> Excerpts from a point labeling dataset:

══════════════════════════════

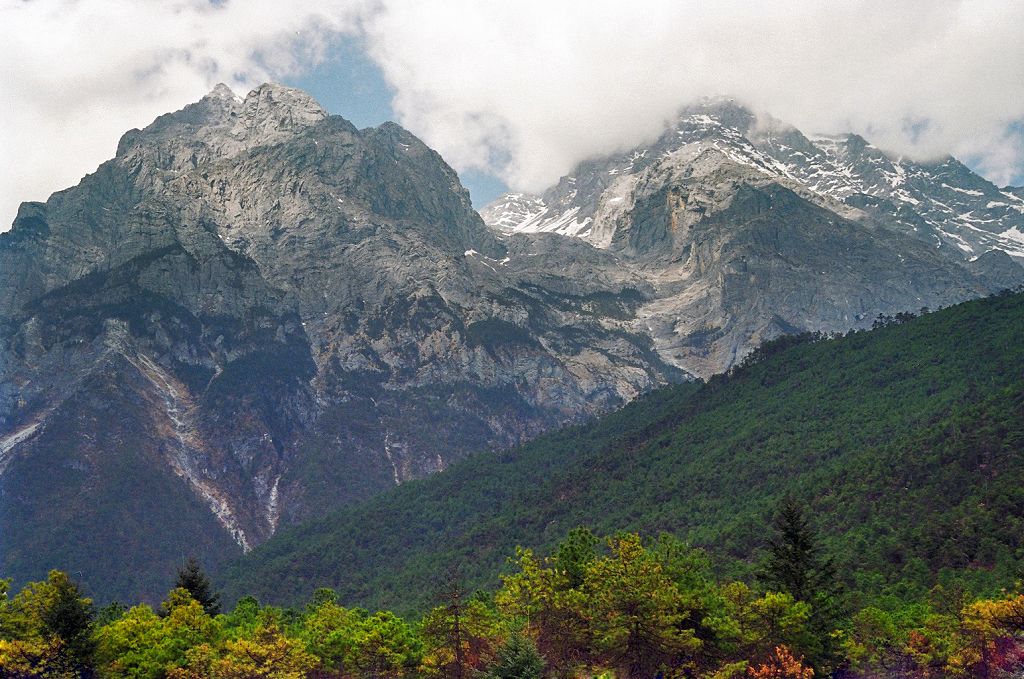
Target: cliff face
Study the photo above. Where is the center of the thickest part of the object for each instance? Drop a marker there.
(747, 229)
(256, 311)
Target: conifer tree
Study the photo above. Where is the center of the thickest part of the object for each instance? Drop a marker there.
(796, 564)
(192, 579)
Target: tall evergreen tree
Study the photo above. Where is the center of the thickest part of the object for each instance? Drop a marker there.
(797, 564)
(192, 578)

══════════════════════════════

> DIRECTION:
Copy out every line of the records above word for word, leaving the pictures out of your answer.

> FULL RESPONSE:
Target: cliff face
Study the photo above. Where is the center of the thickest part of the object for each instance? Drop a marker there.
(747, 229)
(256, 311)
Target: conifer tree
Study the photo above. Where is the center of the thickest part of the object for each instance? Drop a marker there.
(796, 564)
(192, 579)
Target: tall evergreen tree
Study the photo above. Where is the center of the thickest part of the object for each instance? Drop a marker there.
(797, 564)
(192, 578)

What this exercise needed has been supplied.